Assignment: Leave out the pictures and repeat the entries below verbatim.

Natural-language object grounding data
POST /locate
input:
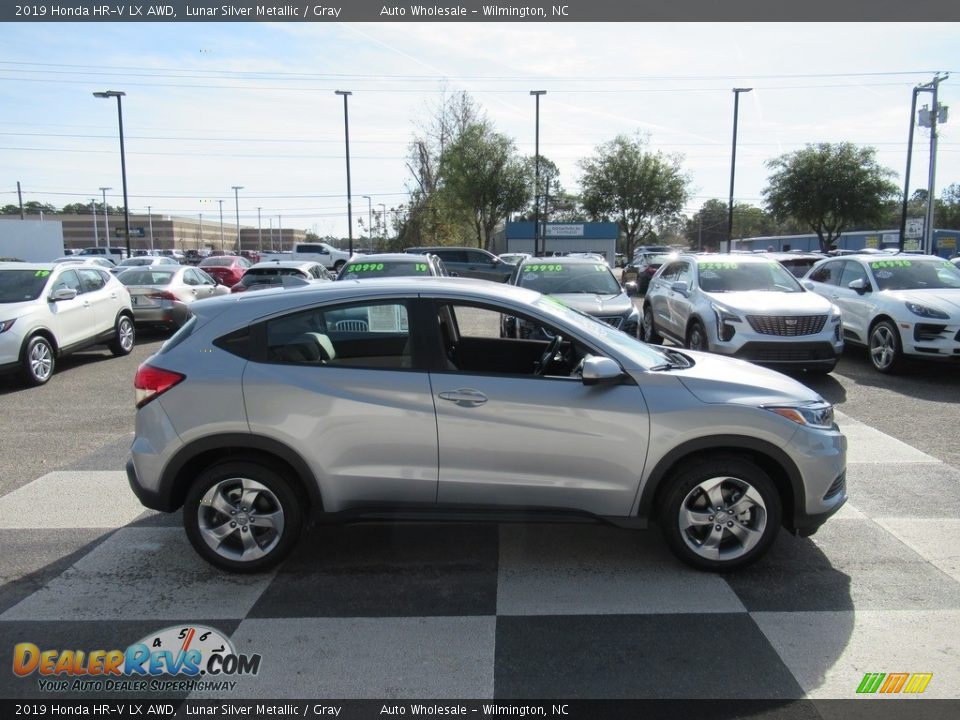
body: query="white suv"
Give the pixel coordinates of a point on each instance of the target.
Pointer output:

Output of the exercise:
POST /locate
input:
body: query="white suv"
Give the pixel coordinates of a point on each instance of the target.
Pointer output:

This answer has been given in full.